» **WORK INSTRUCTIONS**: Display each line in the entries below that contains the word "armrest", copied in full.

» **SUPPLIED DATA**:

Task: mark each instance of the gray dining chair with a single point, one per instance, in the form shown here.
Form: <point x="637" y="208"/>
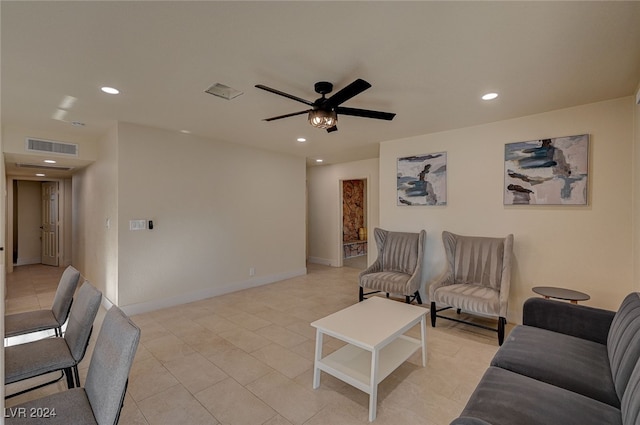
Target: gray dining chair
<point x="100" y="401"/>
<point x="54" y="354"/>
<point x="46" y="319"/>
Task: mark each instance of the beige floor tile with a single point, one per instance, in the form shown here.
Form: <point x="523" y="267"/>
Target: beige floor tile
<point x="289" y="399"/>
<point x="278" y="420"/>
<point x="284" y="361"/>
<point x="231" y="403"/>
<point x="256" y="347"/>
<point x="216" y="323"/>
<point x="245" y="340"/>
<point x="168" y="348"/>
<point x="195" y="372"/>
<point x="248" y="321"/>
<point x="241" y="366"/>
<point x="175" y="405"/>
<point x="282" y="336"/>
<point x="149" y="377"/>
<point x="131" y="413"/>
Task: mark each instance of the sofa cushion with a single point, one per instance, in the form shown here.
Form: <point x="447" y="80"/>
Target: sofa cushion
<point x="565" y="361"/>
<point x="630" y="405"/>
<point x="506" y="398"/>
<point x="623" y="341"/>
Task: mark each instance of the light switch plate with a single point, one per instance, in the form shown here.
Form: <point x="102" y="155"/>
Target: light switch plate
<point x="137" y="224"/>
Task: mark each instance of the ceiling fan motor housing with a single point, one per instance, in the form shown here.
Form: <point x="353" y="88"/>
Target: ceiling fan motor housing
<point x="323" y="87"/>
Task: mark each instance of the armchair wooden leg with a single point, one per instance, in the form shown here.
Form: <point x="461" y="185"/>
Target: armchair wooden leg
<point x="433" y="314"/>
<point x="70" y="378"/>
<point x="501" y="325"/>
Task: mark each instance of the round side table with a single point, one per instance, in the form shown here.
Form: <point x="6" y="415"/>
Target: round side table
<point x="561" y="293"/>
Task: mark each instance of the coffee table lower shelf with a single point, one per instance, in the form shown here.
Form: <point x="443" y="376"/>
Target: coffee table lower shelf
<point x="353" y="365"/>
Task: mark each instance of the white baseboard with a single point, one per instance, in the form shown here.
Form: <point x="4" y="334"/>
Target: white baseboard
<point x="323" y="261"/>
<point x="27" y="261"/>
<point x="145" y="307"/>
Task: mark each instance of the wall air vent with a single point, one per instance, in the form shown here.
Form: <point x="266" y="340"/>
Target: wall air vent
<point x="44" y="167"/>
<point x="49" y="146"/>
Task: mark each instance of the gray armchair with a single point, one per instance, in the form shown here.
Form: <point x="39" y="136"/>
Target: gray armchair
<point x="47" y="355"/>
<point x="42" y="320"/>
<point x="477" y="280"/>
<point x="100" y="401"/>
<point x="398" y="268"/>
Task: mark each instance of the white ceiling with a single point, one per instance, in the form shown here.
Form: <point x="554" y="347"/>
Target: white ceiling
<point x="429" y="62"/>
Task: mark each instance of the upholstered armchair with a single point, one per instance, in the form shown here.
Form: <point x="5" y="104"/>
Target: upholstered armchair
<point x="45" y="319"/>
<point x="100" y="401"/>
<point x="398" y="268"/>
<point x="36" y="358"/>
<point x="477" y="279"/>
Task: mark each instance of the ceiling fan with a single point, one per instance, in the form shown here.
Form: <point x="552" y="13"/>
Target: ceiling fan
<point x="324" y="111"/>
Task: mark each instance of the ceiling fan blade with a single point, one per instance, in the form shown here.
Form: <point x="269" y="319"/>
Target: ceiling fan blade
<point x="365" y="113"/>
<point x="293" y="114"/>
<point x="353" y="89"/>
<point x="281" y="93"/>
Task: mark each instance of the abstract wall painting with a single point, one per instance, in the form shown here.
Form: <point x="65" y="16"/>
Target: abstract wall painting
<point x="547" y="171"/>
<point x="422" y="179"/>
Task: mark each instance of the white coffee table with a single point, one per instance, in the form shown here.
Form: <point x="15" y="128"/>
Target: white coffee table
<point x="373" y="330"/>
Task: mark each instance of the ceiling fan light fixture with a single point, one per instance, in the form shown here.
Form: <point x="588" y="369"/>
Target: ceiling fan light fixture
<point x="323" y="119"/>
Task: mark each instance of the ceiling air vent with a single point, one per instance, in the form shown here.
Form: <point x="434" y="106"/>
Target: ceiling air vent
<point x="49" y="146"/>
<point x="44" y="167"/>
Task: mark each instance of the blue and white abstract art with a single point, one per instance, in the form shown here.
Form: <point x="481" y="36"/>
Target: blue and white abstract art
<point x="547" y="171"/>
<point x="422" y="179"/>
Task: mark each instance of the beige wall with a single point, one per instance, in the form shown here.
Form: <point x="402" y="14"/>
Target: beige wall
<point x="218" y="210"/>
<point x="95" y="200"/>
<point x="636" y="195"/>
<point x="325" y="208"/>
<point x="588" y="248"/>
<point x="14" y="142"/>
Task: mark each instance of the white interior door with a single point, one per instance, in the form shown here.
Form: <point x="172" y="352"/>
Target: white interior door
<point x="50" y="223"/>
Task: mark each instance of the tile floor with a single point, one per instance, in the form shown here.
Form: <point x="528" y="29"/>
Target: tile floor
<point x="247" y="358"/>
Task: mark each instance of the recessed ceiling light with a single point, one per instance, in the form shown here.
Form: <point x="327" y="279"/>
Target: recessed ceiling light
<point x="110" y="90"/>
<point x="489" y="96"/>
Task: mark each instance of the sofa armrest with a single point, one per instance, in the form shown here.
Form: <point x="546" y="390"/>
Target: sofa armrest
<point x="571" y="319"/>
<point x="468" y="420"/>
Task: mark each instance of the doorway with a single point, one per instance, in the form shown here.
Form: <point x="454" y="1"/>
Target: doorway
<point x="354" y="223"/>
<point x="35" y="222"/>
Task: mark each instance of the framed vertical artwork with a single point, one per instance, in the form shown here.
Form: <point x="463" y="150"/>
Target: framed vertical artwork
<point x="422" y="179"/>
<point x="547" y="171"/>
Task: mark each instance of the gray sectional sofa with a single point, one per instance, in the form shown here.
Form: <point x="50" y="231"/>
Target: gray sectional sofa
<point x="567" y="364"/>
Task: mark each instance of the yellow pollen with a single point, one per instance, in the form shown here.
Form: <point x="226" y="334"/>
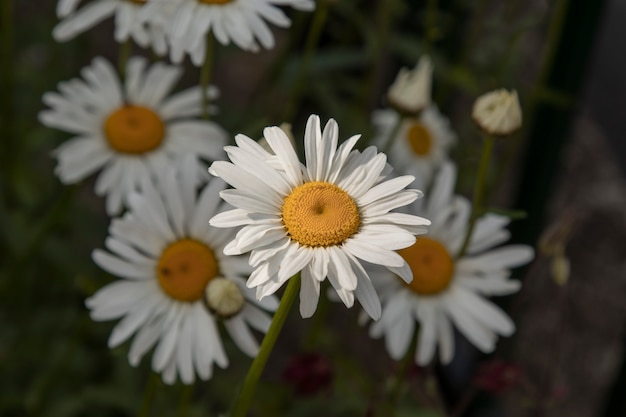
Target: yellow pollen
<point x="134" y="129"/>
<point x="320" y="214"/>
<point x="185" y="268"/>
<point x="419" y="139"/>
<point x="214" y="1"/>
<point x="432" y="266"/>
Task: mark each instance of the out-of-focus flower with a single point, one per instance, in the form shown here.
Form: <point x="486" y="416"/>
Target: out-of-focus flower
<point x="168" y="257"/>
<point x="498" y="112"/>
<point x="445" y="290"/>
<point x="127" y="131"/>
<point x="410" y="92"/>
<point x="127" y="22"/>
<point x="321" y="219"/>
<point x="242" y="22"/>
<point x="421" y="144"/>
<point x="309" y="373"/>
<point x="498" y="376"/>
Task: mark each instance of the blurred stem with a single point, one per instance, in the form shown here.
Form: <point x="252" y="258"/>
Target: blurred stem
<point x="479" y="191"/>
<point x="431" y="31"/>
<point x="148" y="395"/>
<point x="244" y="397"/>
<point x="126" y="49"/>
<point x="393" y="133"/>
<point x="205" y="74"/>
<point x="6" y="86"/>
<point x="312" y="40"/>
<point x="185" y="400"/>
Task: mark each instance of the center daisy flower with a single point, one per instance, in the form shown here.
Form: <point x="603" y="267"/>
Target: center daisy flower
<point x="177" y="283"/>
<point x="421" y="144"/>
<point x="321" y="219"/>
<point x="129" y="131"/>
<point x="446" y="291"/>
<point x="242" y="22"/>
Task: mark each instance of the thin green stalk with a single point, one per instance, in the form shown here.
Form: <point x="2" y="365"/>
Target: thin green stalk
<point x="244" y="398"/>
<point x="126" y="50"/>
<point x="386" y="147"/>
<point x="148" y="395"/>
<point x="185" y="400"/>
<point x="312" y="40"/>
<point x="205" y="74"/>
<point x="479" y="192"/>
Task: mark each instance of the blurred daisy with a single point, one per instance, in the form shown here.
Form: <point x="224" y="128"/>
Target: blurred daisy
<point x="321" y="219"/>
<point x="446" y="291"/>
<point x="421" y="144"/>
<point x="176" y="281"/>
<point x="242" y="22"/>
<point x="127" y="22"/>
<point x="129" y="131"/>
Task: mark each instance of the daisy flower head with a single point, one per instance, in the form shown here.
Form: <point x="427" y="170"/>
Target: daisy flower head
<point x="127" y="22"/>
<point x="176" y="283"/>
<point x="128" y="130"/>
<point x="448" y="291"/>
<point x="421" y="145"/>
<point x="321" y="219"/>
<point x="242" y="22"/>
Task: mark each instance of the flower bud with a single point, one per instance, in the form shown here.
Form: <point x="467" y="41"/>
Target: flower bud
<point x="410" y="92"/>
<point x="498" y="112"/>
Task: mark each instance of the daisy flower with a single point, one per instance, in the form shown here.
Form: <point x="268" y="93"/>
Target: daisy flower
<point x="446" y="291"/>
<point x="321" y="219"/>
<point x="242" y="22"/>
<point x="421" y="144"/>
<point x="176" y="282"/>
<point x="128" y="130"/>
<point x="127" y="22"/>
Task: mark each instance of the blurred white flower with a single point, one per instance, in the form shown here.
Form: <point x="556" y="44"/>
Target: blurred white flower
<point x="321" y="219"/>
<point x="498" y="112"/>
<point x="242" y="22"/>
<point x="421" y="145"/>
<point x="167" y="255"/>
<point x="446" y="291"/>
<point x="410" y="92"/>
<point x="127" y="131"/>
<point x="127" y="22"/>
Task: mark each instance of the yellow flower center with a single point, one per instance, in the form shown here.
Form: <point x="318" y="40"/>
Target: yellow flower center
<point x="134" y="129"/>
<point x="214" y="1"/>
<point x="419" y="139"/>
<point x="185" y="268"/>
<point x="320" y="214"/>
<point x="432" y="266"/>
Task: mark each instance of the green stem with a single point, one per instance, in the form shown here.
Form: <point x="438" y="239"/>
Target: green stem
<point x="185" y="400"/>
<point x="148" y="395"/>
<point x="205" y="74"/>
<point x="479" y="192"/>
<point x="386" y="146"/>
<point x="244" y="398"/>
<point x="126" y="49"/>
<point x="319" y="19"/>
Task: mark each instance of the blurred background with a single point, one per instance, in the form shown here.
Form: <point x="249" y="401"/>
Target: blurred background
<point x="565" y="170"/>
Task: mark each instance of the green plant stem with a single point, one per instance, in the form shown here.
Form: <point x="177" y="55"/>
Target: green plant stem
<point x="185" y="400"/>
<point x="479" y="192"/>
<point x="126" y="50"/>
<point x="386" y="147"/>
<point x="244" y="398"/>
<point x="312" y="40"/>
<point x="205" y="74"/>
<point x="148" y="395"/>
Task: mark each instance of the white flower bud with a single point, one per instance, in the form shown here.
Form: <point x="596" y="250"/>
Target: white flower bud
<point x="410" y="92"/>
<point x="223" y="297"/>
<point x="498" y="112"/>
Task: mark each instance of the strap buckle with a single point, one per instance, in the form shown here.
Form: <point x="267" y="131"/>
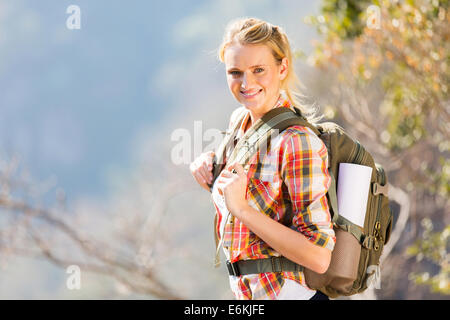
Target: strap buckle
<point x="233" y="269"/>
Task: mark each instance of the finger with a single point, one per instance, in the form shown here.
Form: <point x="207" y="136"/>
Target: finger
<point x="238" y="167"/>
<point x="200" y="178"/>
<point x="207" y="171"/>
<point x="226" y="173"/>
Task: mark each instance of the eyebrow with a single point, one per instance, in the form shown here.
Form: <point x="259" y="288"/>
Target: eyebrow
<point x="255" y="66"/>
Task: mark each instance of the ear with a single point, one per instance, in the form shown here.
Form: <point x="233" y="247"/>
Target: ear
<point x="284" y="68"/>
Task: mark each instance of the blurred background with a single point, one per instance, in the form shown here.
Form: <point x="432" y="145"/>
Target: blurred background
<point x="88" y="109"/>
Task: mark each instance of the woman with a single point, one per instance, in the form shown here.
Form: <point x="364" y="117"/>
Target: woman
<point x="279" y="206"/>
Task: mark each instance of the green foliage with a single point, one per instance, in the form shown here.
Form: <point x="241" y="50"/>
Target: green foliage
<point x="408" y="53"/>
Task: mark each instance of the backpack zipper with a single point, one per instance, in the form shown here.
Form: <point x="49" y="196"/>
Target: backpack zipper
<point x="377" y="221"/>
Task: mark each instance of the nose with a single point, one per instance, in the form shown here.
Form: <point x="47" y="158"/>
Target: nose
<point x="247" y="81"/>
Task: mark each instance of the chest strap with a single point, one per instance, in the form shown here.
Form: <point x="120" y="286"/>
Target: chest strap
<point x="273" y="264"/>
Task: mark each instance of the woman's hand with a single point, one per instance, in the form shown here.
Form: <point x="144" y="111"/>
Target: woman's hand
<point x="234" y="188"/>
<point x="201" y="169"/>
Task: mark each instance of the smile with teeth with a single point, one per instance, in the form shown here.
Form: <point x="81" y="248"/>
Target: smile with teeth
<point x="250" y="94"/>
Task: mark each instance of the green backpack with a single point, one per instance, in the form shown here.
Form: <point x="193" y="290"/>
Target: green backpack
<point x="368" y="241"/>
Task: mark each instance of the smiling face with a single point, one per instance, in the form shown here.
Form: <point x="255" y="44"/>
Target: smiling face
<point x="254" y="76"/>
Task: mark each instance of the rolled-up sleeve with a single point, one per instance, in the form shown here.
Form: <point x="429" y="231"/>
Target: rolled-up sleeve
<point x="304" y="170"/>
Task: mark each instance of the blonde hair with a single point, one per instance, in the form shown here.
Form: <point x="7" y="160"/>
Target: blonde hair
<point x="255" y="31"/>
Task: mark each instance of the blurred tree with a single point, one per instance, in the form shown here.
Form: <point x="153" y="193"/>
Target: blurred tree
<point x="385" y="75"/>
<point x="130" y="244"/>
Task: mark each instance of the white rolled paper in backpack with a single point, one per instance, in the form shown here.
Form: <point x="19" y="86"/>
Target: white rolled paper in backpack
<point x="353" y="191"/>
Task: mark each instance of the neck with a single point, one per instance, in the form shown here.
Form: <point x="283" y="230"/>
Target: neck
<point x="256" y="115"/>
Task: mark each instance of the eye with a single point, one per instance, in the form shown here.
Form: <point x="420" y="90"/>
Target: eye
<point x="234" y="73"/>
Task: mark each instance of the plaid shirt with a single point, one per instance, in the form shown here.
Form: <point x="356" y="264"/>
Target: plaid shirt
<point x="291" y="176"/>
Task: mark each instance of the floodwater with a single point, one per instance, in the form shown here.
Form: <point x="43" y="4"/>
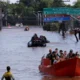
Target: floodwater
<point x="24" y="61"/>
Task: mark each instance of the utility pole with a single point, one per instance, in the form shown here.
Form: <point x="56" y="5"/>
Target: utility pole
<point x="0" y="19"/>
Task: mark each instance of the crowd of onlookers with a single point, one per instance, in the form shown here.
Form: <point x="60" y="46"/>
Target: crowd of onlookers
<point x="60" y="55"/>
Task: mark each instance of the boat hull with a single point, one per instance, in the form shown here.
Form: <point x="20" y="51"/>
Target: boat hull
<point x="70" y="67"/>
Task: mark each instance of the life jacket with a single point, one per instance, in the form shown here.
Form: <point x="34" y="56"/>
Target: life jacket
<point x="7" y="75"/>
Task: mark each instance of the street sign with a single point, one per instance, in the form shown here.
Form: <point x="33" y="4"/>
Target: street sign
<point x="62" y="10"/>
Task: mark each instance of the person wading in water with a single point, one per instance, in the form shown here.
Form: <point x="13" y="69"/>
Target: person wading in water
<point x="7" y="75"/>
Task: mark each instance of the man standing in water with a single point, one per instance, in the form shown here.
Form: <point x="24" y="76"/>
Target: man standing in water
<point x="77" y="31"/>
<point x="62" y="28"/>
<point x="7" y="75"/>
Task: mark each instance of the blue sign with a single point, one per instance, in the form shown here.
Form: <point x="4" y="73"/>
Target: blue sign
<point x="51" y="19"/>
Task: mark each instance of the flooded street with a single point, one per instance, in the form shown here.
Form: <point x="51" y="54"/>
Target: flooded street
<point x="24" y="61"/>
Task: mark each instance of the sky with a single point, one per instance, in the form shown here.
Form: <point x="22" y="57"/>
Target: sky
<point x="68" y="1"/>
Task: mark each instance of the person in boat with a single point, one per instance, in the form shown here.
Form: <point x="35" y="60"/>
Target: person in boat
<point x="65" y="54"/>
<point x="71" y="54"/>
<point x="61" y="53"/>
<point x="26" y="28"/>
<point x="75" y="33"/>
<point x="56" y="52"/>
<point x="49" y="56"/>
<point x="8" y="75"/>
<point x="43" y="39"/>
<point x="35" y="39"/>
<point x="62" y="28"/>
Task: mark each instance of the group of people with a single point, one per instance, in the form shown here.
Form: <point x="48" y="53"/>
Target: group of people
<point x="62" y="29"/>
<point x="60" y="55"/>
<point x="35" y="39"/>
<point x="77" y="33"/>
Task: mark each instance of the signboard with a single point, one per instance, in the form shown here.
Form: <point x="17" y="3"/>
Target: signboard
<point x="62" y="10"/>
<point x="51" y="19"/>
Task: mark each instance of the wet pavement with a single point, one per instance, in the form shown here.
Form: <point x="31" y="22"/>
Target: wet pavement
<point x="24" y="61"/>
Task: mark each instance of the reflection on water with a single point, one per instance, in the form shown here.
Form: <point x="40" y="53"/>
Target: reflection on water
<point x="24" y="61"/>
<point x="60" y="78"/>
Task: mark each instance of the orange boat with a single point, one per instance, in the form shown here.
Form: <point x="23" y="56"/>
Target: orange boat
<point x="69" y="67"/>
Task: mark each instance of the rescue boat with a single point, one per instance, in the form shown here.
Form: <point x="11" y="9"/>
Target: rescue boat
<point x="69" y="67"/>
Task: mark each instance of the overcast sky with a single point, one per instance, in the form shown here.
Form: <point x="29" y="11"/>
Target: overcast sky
<point x="70" y="1"/>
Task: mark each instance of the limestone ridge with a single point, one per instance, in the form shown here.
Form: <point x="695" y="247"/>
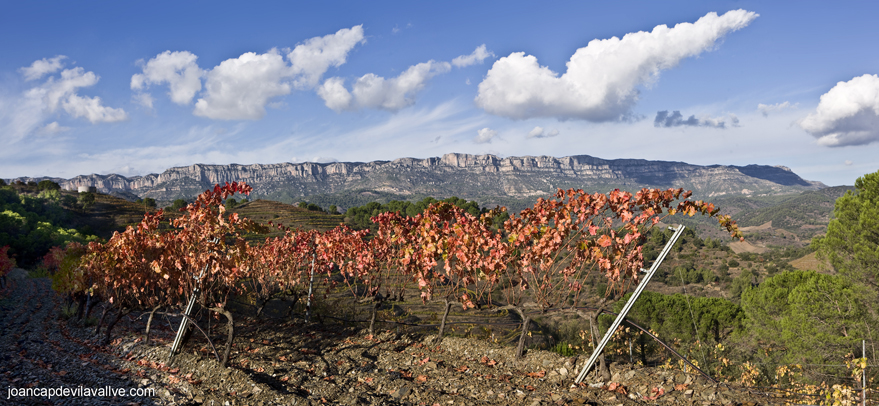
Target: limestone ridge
<point x="463" y="175"/>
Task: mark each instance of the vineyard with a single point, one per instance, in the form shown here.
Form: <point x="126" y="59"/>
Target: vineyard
<point x="471" y="269"/>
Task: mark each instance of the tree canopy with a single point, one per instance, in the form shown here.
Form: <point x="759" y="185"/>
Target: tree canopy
<point x="852" y="240"/>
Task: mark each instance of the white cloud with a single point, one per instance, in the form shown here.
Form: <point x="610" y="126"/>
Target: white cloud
<point x="42" y="67"/>
<point x="848" y="114"/>
<point x="765" y="109"/>
<point x="539" y="132"/>
<point x="62" y="93"/>
<point x="485" y="136"/>
<point x="334" y="94"/>
<point x="676" y="119"/>
<point x="239" y="88"/>
<point x="312" y="58"/>
<point x="177" y="69"/>
<point x="53" y="128"/>
<point x="375" y="92"/>
<point x="601" y="80"/>
<point x="478" y="56"/>
<point x="92" y="109"/>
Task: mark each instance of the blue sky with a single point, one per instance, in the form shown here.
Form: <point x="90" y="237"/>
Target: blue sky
<point x="135" y="87"/>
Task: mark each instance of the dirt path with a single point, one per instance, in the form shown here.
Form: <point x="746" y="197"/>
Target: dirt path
<point x="292" y="363"/>
<point x="38" y="352"/>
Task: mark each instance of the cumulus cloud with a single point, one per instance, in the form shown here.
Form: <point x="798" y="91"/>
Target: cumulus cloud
<point x="239" y="88"/>
<point x="312" y="58"/>
<point x="601" y="79"/>
<point x="61" y="92"/>
<point x="42" y="67"/>
<point x="540" y="132"/>
<point x="53" y="128"/>
<point x="478" y="56"/>
<point x="485" y="135"/>
<point x="676" y="119"/>
<point x="848" y="114"/>
<point x="178" y="70"/>
<point x="376" y="92"/>
<point x="765" y="109"/>
<point x="91" y="109"/>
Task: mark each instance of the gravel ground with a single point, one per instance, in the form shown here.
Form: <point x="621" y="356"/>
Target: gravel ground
<point x="293" y="363"/>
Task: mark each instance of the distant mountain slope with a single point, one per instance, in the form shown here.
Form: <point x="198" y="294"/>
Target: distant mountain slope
<point x="488" y="179"/>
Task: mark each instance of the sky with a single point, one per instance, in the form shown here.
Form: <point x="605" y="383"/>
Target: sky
<point x="138" y="87"/>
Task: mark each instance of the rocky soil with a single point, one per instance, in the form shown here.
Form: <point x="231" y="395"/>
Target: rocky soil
<point x="294" y="363"/>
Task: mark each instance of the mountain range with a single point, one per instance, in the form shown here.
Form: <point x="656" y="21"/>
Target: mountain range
<point x="488" y="179"/>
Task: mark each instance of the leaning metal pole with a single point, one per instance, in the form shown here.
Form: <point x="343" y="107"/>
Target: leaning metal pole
<point x="184" y="324"/>
<point x="628" y="306"/>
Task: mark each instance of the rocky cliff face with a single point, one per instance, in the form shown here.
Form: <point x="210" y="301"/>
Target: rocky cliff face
<point x="467" y="176"/>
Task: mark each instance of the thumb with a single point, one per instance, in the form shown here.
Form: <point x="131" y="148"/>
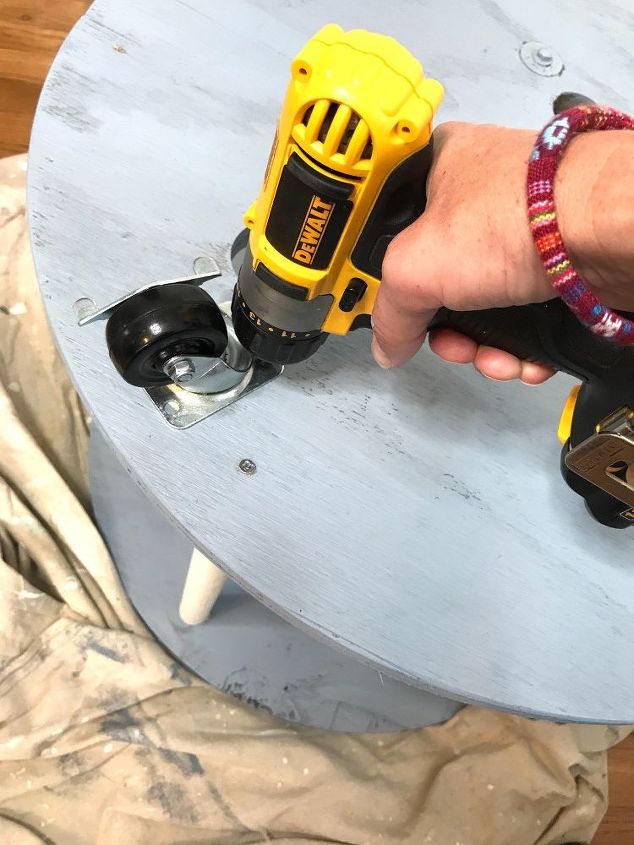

» **EXPECTED ANSWER**:
Task: mark each instance of the sofa armrest with a single point, one per instance, in the form shown here.
Target: sofa armrest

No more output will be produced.